### TASK BRIEF
Can you reproduce the commentary on the Saudi crown prince's interview word for word, from start to finish?

### DOCUMENT EXCERPT
----

It’s been a busy few weeks for Saudi Crown Prince Mohammad bin Salman. Between purging his political rivals, trying to force the Lebanese Prime Minister to resign, and orchestrating a devastating war/humanitarian disaster in Yemen, it’s impressive he found the time to sit down for a four-hour interview with the New York Times’ Tom Friedman.
The resulting column, which reads more like a Saudi press release than an objective report from a featured columnist of one of the world’s leading news organizations, has received almost universally negative reviews from the Middle East expert and academic community. It isn’t necessary to rehash all of their critiques here, but I do want to draw attention to one comment in Friedman’s column that caught my eye. Late in the column, the ever-credulous Friedman quotes the young prince calling Iran’s Supreme Leader, Ayatollah Ali Khamenei, “the new Hitler of the Middle East.” Bin Salman goes on, “But we learned from Europe that appeasement doesn’t work. We don’t want the new Hitler in Iran to repeat what happened in Europe in the Middle East.”

----

(Items from a data source)
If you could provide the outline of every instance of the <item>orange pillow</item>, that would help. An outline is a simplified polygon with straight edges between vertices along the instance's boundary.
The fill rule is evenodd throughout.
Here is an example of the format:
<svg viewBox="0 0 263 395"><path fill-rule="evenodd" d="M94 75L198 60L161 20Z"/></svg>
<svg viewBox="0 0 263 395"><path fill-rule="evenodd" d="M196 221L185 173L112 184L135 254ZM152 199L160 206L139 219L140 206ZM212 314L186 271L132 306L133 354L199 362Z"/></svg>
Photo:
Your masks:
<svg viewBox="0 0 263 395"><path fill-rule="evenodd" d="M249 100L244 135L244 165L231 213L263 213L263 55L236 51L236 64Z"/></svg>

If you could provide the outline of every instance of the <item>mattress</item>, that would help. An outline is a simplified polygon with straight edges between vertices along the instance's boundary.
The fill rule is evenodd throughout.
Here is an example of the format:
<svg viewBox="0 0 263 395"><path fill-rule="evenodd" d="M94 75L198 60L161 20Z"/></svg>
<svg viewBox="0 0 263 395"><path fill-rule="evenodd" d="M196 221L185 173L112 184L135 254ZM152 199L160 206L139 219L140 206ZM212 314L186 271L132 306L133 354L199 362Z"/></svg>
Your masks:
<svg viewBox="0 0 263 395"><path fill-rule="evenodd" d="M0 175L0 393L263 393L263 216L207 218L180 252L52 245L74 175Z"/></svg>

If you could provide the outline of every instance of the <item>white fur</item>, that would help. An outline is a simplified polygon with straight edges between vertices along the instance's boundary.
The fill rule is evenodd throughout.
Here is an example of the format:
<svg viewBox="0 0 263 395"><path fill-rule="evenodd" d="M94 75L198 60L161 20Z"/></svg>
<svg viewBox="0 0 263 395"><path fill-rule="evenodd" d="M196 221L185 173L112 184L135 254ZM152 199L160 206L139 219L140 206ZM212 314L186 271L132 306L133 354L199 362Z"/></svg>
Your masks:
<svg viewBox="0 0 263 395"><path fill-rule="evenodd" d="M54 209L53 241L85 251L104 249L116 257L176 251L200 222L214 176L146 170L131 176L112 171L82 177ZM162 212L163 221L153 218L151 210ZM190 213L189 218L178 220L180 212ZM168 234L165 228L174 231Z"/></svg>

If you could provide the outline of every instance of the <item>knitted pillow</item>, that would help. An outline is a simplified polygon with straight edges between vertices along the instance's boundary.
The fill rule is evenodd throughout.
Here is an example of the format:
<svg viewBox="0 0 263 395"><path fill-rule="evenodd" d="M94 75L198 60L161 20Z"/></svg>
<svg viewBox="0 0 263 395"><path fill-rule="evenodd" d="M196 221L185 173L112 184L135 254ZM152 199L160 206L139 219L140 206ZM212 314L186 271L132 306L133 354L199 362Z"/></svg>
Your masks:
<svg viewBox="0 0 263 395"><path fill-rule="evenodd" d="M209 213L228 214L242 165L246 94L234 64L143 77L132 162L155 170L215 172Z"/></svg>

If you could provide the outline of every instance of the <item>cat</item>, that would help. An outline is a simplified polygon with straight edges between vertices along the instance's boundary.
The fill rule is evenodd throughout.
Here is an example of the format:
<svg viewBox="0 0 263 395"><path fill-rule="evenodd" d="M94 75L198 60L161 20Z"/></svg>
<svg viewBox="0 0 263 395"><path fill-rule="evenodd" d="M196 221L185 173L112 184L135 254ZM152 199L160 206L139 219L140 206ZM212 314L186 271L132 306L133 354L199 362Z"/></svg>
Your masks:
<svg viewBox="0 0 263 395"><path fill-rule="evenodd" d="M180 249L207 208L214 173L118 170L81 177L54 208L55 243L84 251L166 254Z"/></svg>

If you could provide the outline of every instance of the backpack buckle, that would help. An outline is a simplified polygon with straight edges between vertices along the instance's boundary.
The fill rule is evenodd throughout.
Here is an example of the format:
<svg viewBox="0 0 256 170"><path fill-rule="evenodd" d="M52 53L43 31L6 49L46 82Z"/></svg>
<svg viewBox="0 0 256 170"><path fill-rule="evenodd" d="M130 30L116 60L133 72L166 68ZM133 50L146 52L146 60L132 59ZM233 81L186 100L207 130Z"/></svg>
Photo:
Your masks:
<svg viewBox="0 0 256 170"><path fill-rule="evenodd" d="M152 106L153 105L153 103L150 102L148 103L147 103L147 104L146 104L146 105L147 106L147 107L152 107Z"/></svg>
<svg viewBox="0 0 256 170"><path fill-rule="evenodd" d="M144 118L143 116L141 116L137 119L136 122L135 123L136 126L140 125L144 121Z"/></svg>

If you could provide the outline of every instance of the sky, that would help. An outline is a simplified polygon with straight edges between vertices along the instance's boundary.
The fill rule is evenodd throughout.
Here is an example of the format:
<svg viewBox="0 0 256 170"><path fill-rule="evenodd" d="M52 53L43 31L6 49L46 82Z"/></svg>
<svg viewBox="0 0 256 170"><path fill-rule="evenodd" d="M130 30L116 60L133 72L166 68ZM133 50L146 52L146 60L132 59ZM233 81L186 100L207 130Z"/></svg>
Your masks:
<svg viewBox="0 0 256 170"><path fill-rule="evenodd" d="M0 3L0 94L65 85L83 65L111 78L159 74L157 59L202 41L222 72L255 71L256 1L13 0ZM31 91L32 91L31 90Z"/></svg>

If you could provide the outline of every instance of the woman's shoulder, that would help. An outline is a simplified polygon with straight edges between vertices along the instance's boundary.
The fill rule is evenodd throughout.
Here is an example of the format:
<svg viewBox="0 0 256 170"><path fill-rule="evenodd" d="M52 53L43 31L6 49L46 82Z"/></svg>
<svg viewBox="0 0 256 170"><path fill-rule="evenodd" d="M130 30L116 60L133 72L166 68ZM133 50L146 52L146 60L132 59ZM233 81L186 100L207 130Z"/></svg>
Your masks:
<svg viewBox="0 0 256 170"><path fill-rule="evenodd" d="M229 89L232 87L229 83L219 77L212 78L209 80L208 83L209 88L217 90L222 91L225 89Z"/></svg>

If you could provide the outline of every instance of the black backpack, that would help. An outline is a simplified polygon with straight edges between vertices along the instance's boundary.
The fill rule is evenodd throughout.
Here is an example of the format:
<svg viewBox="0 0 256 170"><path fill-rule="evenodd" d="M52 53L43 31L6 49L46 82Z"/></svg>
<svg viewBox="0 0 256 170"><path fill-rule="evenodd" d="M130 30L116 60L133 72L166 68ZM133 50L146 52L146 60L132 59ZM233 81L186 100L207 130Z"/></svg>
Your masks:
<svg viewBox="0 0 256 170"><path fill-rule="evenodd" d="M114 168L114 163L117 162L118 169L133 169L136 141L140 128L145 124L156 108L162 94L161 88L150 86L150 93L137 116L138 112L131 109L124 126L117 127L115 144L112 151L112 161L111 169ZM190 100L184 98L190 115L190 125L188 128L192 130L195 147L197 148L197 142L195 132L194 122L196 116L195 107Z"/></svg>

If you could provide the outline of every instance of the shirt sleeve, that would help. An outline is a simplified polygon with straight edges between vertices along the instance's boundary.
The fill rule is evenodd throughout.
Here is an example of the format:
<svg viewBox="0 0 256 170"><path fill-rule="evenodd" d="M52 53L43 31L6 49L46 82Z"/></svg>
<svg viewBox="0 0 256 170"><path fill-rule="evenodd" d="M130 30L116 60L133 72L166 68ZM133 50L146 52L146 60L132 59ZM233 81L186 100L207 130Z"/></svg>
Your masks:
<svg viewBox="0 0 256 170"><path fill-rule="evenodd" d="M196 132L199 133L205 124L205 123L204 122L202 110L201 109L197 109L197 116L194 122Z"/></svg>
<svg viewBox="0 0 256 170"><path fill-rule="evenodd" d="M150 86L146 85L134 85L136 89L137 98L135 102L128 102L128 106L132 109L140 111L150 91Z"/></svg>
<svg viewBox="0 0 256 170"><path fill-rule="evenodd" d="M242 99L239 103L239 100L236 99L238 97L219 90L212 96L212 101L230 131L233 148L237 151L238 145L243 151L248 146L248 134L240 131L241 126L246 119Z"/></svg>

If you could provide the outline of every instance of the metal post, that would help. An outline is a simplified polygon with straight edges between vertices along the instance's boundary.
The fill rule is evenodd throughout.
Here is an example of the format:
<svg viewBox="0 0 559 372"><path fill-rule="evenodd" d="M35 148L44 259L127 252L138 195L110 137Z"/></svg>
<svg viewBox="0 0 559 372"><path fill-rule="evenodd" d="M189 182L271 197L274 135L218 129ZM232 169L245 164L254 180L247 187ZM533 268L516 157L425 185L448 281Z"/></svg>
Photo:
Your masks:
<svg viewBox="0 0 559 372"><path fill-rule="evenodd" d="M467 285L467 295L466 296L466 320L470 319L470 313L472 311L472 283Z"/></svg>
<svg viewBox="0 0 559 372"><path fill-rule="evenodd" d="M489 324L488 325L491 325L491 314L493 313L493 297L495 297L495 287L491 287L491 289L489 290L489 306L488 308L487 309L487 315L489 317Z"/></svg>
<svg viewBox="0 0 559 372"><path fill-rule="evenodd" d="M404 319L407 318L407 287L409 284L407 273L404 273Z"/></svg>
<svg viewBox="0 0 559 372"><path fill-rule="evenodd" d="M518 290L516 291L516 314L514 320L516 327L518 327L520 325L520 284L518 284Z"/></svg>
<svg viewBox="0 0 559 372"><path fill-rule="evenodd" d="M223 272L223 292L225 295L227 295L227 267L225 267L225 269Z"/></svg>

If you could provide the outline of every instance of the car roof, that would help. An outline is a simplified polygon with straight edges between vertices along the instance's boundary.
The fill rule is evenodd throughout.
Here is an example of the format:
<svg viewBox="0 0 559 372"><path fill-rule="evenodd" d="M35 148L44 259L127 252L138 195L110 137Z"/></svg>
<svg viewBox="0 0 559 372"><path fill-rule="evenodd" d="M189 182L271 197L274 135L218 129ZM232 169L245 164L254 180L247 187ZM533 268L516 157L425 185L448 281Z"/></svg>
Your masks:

----

### SOLUTION TO THIS EXERCISE
It’s been a busy few weeks for Saudi Crown Prince Mohammad bin Salman. Between purging his political rivals, trying to force the Lebanese Prime Minister to resign, and orchestrating a devastating war/humanitarian disaster in Yemen, it’s impressive he found the time to sit down for a four-hour interview with the New York Times’ Tom Friedman.
The resulting column, which reads more like a Saudi press release than an objective report from a featured columnist of one of the world’s leading news organizations, has received almost universally negative reviews from the Middle East expert and academic community. It isn’t necessary to rehash all of their critiques here, but I do want to draw attention to one comment in Friedman’s column that caught my eye. Late in the column, the ever-credulous Friedman quotes the young prince calling Iran’s Supreme Leader, Ayatollah Ali Khamenei, “the new Hitler of the Middle East.” Bin Salman goes on, “But we learned from Europe that appeasement doesn’t work. We don’t want the new Hitler in Iran to repeat what happened in Europe in the Middle East.”